- _Exercise details_
Copy out the lines below again, word for word, beginning at the line that contains "Mark every instance of row" and stopping after the line that contains "left=462, top=101, right=966, bottom=759".

* BEGIN Records shown *

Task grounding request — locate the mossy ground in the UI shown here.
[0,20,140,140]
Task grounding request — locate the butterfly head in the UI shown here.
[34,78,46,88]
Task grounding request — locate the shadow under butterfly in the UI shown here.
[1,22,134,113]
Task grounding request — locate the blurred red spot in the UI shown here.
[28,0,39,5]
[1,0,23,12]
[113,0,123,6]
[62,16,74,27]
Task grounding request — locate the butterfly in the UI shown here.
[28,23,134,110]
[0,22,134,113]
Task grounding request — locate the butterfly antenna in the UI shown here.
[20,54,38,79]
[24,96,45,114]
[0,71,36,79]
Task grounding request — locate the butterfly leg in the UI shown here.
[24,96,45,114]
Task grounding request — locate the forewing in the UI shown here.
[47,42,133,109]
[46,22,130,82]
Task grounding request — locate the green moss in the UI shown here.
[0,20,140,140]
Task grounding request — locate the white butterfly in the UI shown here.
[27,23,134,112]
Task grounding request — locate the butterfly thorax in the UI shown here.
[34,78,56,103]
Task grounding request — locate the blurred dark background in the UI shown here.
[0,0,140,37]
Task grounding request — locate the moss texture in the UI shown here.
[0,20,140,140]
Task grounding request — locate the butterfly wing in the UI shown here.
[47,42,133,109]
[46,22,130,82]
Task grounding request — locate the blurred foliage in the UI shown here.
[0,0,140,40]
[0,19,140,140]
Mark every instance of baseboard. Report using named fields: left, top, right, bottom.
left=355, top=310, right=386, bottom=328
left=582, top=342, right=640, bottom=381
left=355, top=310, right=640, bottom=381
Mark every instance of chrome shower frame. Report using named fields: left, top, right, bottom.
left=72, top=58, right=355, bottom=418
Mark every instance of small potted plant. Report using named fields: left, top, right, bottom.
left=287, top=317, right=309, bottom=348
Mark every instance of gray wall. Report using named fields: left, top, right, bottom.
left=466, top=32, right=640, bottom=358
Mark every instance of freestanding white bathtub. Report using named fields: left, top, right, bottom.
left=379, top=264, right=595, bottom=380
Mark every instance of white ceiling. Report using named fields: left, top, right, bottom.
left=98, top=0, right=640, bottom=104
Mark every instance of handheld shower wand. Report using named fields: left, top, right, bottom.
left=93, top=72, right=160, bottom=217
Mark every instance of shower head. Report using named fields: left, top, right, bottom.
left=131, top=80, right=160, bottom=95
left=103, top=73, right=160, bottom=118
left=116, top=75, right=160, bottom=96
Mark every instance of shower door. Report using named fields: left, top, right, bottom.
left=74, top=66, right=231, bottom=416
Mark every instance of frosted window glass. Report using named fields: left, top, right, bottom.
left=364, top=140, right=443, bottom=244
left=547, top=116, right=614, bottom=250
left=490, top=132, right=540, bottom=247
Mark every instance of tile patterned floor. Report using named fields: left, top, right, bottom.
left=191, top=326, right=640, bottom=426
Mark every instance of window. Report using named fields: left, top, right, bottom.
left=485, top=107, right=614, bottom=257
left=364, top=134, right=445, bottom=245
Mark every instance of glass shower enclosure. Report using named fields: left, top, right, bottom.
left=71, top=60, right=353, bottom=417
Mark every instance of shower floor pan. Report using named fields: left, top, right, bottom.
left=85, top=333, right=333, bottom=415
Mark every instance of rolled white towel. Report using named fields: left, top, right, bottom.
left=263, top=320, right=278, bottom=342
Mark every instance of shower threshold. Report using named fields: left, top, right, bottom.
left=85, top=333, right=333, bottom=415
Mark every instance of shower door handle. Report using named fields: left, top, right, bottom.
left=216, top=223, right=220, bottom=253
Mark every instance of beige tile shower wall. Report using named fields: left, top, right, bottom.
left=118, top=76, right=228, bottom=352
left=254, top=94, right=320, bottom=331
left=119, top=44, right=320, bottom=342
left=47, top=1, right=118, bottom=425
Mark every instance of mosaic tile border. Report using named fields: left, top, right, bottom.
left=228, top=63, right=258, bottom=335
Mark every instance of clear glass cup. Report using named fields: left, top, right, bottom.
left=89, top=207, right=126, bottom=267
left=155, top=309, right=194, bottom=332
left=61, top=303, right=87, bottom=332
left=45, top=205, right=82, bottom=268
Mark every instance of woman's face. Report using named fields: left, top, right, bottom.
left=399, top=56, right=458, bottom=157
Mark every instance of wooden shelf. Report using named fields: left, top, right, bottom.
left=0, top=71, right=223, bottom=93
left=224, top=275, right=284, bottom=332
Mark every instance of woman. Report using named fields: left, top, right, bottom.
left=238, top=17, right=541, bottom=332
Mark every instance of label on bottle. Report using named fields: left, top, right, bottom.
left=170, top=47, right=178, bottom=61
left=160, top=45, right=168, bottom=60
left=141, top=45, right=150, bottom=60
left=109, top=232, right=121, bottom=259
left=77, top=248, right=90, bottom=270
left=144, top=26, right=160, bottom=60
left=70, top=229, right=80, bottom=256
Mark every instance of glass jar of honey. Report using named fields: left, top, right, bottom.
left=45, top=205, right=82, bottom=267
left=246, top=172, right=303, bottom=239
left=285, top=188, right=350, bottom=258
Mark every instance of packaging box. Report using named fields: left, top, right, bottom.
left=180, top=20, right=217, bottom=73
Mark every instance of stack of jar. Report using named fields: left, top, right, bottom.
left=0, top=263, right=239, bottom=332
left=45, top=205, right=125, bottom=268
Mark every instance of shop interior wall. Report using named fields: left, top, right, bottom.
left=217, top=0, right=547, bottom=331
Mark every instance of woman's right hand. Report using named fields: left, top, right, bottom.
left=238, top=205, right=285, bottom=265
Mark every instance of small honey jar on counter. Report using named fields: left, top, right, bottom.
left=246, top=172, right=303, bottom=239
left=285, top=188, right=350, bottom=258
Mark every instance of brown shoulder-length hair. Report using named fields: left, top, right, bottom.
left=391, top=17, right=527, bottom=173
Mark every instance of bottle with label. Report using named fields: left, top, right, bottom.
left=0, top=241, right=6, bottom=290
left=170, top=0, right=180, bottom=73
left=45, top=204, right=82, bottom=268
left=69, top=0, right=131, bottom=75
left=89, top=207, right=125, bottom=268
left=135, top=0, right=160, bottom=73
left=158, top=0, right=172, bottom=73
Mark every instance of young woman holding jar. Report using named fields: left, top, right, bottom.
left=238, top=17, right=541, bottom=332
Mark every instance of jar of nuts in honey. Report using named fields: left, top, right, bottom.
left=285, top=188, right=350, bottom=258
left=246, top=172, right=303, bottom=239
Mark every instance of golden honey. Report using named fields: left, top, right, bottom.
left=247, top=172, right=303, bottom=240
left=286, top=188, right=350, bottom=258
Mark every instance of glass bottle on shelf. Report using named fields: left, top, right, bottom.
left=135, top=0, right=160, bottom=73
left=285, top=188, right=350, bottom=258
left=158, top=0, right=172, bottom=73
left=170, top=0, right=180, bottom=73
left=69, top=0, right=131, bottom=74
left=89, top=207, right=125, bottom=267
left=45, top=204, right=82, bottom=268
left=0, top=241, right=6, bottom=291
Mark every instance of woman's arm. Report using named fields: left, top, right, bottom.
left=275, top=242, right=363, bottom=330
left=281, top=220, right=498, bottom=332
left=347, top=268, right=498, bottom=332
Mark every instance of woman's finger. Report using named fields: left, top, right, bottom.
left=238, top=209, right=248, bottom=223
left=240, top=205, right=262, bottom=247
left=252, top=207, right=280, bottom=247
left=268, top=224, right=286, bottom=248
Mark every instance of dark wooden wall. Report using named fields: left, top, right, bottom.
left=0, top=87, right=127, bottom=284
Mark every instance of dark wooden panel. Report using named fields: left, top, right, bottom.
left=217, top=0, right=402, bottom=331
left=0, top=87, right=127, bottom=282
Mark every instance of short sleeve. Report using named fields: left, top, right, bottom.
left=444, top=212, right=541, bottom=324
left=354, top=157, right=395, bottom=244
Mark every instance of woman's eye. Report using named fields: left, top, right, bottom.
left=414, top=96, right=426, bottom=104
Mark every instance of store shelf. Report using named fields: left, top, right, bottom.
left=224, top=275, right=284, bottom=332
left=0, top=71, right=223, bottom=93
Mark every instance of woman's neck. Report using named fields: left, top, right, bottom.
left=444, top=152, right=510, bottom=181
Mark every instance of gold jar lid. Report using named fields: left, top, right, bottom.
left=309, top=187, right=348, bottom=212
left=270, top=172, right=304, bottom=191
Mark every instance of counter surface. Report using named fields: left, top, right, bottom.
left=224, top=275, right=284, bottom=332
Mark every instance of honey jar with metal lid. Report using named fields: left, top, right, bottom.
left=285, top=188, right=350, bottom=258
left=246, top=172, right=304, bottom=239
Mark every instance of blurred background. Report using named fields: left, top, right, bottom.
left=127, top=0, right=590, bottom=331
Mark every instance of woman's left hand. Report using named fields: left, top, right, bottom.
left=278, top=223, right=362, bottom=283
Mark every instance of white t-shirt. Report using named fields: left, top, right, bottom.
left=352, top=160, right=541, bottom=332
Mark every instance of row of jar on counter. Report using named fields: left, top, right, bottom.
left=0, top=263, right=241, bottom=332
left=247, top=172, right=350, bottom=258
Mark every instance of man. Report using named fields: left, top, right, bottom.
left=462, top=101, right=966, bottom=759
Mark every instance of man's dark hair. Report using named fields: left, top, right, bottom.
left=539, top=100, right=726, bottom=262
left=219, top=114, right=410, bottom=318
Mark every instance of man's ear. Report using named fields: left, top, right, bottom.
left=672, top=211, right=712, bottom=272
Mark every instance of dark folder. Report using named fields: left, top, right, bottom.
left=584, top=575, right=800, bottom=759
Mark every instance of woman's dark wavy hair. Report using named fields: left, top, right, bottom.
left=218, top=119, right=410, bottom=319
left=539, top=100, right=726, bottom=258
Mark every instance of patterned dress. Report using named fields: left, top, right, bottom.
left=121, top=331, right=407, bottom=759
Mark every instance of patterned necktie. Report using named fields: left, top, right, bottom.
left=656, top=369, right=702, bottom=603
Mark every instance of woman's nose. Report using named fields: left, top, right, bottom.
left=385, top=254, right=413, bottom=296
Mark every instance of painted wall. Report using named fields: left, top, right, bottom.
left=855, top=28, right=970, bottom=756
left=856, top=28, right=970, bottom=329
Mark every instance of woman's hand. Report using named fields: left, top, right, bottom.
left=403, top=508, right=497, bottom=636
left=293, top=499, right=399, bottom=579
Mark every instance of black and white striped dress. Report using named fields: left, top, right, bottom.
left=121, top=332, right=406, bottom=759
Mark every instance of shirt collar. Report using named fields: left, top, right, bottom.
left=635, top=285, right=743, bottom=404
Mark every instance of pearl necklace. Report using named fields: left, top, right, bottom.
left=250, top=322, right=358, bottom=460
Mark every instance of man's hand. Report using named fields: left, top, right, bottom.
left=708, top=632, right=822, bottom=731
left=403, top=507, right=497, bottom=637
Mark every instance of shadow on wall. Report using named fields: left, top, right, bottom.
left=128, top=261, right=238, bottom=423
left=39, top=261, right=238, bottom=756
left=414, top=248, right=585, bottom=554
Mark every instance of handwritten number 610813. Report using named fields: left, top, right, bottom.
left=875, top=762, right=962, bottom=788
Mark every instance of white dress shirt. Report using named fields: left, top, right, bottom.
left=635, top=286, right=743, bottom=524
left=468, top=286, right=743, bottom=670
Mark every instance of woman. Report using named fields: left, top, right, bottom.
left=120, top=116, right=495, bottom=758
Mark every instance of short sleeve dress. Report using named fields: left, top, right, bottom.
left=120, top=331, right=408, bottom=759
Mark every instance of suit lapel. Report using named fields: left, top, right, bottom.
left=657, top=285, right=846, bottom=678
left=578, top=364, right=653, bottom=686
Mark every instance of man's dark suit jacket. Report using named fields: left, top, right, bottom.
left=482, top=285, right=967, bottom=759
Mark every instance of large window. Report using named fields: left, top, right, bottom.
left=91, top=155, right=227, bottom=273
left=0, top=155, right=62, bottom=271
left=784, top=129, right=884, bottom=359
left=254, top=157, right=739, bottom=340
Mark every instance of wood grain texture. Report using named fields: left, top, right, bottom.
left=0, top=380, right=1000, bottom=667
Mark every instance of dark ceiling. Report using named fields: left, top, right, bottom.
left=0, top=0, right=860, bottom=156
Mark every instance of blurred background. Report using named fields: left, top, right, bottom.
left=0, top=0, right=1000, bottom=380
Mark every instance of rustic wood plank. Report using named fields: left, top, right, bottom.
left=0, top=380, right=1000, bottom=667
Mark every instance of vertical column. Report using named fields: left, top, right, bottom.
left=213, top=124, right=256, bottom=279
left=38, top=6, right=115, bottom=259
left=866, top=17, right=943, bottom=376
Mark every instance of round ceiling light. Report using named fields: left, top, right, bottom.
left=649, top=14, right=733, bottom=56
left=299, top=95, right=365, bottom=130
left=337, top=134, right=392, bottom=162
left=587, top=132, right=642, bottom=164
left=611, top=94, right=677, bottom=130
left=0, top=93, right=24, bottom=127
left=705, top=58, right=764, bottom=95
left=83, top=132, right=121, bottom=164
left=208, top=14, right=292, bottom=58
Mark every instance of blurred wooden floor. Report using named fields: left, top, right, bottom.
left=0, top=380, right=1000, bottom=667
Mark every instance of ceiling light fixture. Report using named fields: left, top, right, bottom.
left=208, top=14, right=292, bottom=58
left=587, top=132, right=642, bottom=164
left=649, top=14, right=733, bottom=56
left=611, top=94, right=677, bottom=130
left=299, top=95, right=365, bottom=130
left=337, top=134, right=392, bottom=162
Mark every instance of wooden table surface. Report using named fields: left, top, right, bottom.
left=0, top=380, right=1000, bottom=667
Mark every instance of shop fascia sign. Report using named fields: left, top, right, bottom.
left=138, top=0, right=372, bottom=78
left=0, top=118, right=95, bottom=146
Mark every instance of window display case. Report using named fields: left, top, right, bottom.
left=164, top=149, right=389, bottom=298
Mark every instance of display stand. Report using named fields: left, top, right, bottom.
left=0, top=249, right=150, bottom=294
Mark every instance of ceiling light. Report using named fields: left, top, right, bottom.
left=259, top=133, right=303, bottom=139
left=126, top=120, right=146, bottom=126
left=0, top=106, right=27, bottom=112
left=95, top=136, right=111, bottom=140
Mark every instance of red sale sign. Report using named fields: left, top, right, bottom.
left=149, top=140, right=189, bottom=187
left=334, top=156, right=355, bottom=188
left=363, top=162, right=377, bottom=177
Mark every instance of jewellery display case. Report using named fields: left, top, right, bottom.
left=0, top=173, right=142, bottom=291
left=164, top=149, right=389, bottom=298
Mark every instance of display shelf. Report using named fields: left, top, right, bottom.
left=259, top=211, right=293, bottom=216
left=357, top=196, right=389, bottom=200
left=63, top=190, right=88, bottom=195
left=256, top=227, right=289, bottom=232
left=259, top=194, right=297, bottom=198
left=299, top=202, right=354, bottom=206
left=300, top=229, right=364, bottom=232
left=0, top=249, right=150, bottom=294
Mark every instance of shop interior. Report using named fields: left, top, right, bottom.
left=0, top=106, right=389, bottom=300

* END Records shown *

- _Reply_
Mark every instance of row of jar on counter. Report using named fields: left, top, right, bottom.
left=0, top=263, right=241, bottom=332
left=247, top=172, right=350, bottom=258
Mark every instance of man. Report using named fields: left, top, right, bottom.
left=462, top=101, right=966, bottom=759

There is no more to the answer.